Passage shown:

# App freezing in route-Android



## BCS DRIVER (Oct 25, 2018)

Does anyone have the newest version # for Uber Driver for Android? Mine is 4.200.10002.

My issue is the app freezing while en route to pickup or destination. 3 out of my first 4 rides last night! Requires a reboot of the phone. Really bad thing while en route to pickup so I make sure I check the address first thing upon accepting the ride and use my tablet's GM to route me there while the phone is rebooting.

Parked and went off line last night and uninstalled/reinstalled. Worked OK after that but it didn't say it was an update to it.


----------



## islanddriver (Apr 6, 2018)

That is the last up


----------



## BCS DRIVER (Oct 25, 2018)

Thanks for checking and letting me know. Hopefully it doesn't have the freezing bug. Typically drive Thurs-Sat late night so won't now until then if it does.


----------



## Alissa (Nov 12, 2018)

Charleston, SC - iPhone X - UberX

hey there. So yesterday I had a huge issue with my app. I was driving a customer, David, to his drop-off location. I had another ride come through about 9 minutes before I dropped off David. When I slid right to complete UberX trip with David, it asked me to rate then kept repeating the same "Complete UberX....... rate rider..." and so on, never automatically continuing to Charles' ride. I somehow was able to call Charles to explain the situation and used AppleMaps to get to him and complete his ride (_all while the Uber Driver app was still frozen on David's trip_). After dropping Charles off, I called Uber Support, which took them forever to understand what was going on. They said the rides didn't go thru/ Charles canceled (even though he was picked up and dropped off at the requested location -- not sure why he canceled). Anyways they suggested restarting my phone and turning it back on, hard reset, and deleting the app and then reinstall. None of this worked. Called again because she said if it didn't work then they needed to know or whatever. Call them back and this lady had NO IDEA what was going on. She kept repeating herself without really being helpful. Fast forward, I got off the phone and waited a few hours because she said it would most likely be fixed then. I wake up at 6 AM this morning; app still tells me to drop David off. I did everything I thought of last night except completely wiping my phone and doing a factory reset. So I backed up my data and reset it and started over from scratch with "Set up as new iPhone". Downloaded Uber Driver app and it works now! *Save yourself the trouble of dealing with Support and just 100% reset your device*


----------



## BCS DRIVER (Oct 25, 2018)

Alissa said:


> Save yourself the trouble of dealing with Support


Amen!


----------

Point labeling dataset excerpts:

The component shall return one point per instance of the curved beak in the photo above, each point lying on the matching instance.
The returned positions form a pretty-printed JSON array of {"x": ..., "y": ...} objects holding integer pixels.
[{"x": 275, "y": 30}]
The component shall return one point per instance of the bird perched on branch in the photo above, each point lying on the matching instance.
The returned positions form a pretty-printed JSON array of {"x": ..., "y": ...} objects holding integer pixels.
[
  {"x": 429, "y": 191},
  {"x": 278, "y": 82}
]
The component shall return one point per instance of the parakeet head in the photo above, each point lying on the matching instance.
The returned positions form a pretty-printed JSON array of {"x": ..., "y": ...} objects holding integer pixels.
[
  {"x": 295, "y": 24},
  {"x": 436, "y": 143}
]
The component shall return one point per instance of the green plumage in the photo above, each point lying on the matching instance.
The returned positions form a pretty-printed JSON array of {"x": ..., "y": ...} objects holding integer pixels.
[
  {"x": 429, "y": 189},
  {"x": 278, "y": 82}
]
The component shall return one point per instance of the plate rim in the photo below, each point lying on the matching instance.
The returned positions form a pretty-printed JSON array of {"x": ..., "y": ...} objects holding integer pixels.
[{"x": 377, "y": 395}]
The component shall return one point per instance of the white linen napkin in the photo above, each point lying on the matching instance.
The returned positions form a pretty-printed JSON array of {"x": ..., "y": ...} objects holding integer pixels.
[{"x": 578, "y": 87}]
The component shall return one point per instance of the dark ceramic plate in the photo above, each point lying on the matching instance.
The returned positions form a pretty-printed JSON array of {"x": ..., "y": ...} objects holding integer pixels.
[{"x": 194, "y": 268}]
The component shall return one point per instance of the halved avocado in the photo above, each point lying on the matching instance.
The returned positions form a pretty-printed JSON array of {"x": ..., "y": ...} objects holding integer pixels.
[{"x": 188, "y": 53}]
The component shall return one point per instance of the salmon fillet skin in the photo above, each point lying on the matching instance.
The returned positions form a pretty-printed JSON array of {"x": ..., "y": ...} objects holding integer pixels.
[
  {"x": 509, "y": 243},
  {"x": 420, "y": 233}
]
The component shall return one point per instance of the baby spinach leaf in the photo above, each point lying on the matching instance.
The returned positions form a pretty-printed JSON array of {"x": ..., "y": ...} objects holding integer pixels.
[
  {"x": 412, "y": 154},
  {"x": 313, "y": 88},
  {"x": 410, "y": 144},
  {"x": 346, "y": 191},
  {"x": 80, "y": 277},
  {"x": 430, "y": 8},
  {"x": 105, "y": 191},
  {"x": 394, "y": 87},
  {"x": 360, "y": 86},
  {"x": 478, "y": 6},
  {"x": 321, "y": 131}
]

Request 1: In the app-freezing thread, what version number does the first poster give for their Uber Driver app?
Request 2: Please reproduce the stretch of the app-freezing thread starting with "Parked and went" and going on through "(Apr 6, 2018)".

Final answer 1: 4.200.10002

Final answer 2:
Parked and went off line last night and uninstalled/reinstalled. Worked OK after that but it didn't say it was an update to it.


----------



## islanddriver (Apr 6, 2018)